***** Data for processing
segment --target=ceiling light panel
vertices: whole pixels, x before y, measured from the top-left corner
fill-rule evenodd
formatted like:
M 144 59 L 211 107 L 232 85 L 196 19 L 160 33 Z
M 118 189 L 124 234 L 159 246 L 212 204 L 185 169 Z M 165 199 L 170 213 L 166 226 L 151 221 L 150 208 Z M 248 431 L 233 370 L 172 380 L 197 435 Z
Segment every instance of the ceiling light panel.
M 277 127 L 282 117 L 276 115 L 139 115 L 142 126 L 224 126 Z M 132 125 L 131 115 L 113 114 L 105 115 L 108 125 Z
**********
***** Data for processing
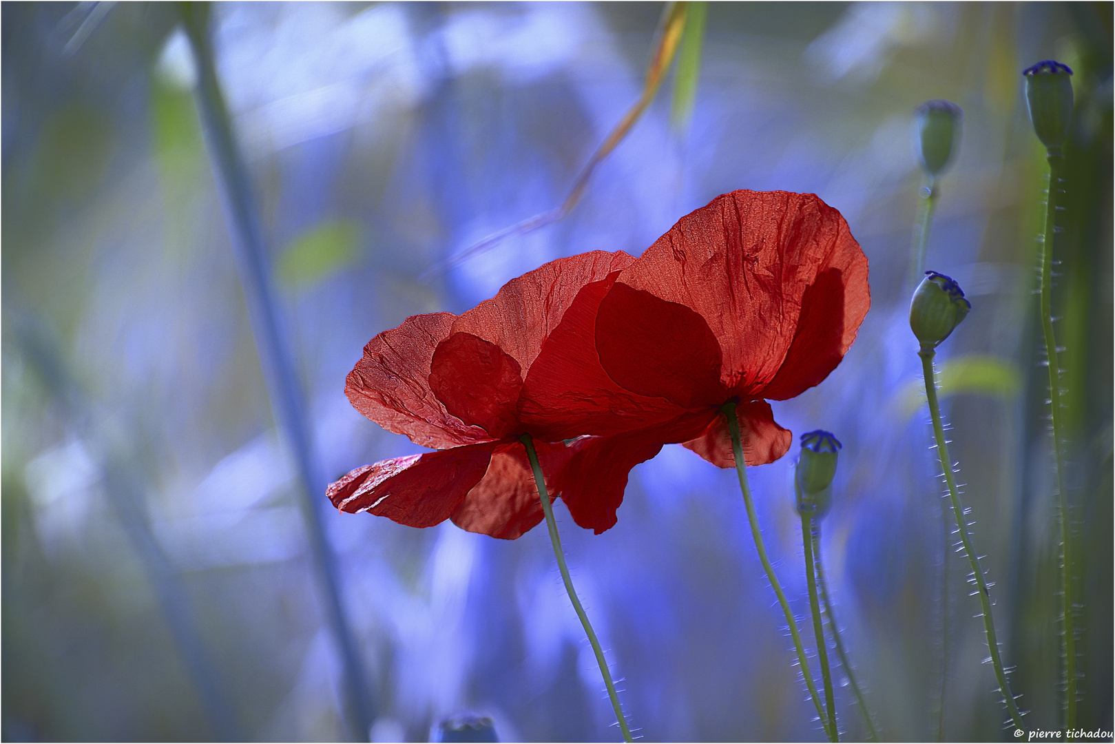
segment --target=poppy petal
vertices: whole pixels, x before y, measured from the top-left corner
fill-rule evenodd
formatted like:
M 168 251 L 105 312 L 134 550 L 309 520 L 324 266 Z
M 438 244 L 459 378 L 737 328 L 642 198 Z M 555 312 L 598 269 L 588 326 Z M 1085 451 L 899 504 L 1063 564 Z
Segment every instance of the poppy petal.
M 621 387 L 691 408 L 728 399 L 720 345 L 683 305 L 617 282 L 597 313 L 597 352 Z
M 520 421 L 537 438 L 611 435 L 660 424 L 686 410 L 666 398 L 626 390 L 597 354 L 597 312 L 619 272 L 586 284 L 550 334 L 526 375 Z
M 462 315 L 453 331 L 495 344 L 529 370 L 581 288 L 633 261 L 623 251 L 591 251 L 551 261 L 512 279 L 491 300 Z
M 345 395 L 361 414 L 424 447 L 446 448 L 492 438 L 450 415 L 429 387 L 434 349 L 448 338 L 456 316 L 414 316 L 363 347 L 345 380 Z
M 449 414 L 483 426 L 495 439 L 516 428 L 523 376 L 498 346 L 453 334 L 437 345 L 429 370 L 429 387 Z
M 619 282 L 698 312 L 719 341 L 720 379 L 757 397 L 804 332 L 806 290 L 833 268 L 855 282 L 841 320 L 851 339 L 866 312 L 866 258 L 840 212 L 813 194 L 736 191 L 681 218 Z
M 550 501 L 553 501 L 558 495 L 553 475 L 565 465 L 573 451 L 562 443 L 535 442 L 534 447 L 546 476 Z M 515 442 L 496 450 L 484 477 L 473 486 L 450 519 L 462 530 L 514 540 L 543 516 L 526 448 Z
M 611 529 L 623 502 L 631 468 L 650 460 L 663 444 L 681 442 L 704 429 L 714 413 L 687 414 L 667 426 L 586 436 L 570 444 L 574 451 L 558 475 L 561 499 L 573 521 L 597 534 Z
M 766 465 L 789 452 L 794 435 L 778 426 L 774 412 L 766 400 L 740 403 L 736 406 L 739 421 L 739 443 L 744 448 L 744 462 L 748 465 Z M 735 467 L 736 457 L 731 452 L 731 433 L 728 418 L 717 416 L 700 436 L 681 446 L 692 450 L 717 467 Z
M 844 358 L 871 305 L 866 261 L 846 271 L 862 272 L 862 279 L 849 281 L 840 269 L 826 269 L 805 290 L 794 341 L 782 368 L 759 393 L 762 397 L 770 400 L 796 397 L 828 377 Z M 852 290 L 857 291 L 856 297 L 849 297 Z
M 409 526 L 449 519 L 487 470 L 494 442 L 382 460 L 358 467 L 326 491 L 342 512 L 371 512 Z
**********
▶ Goal
Locate each line in the listing above that contains the string "panel" and copy it out. Case counts.

▶ Result of this exercise
segment --target=ceiling light panel
Segment every instance of the ceiling light panel.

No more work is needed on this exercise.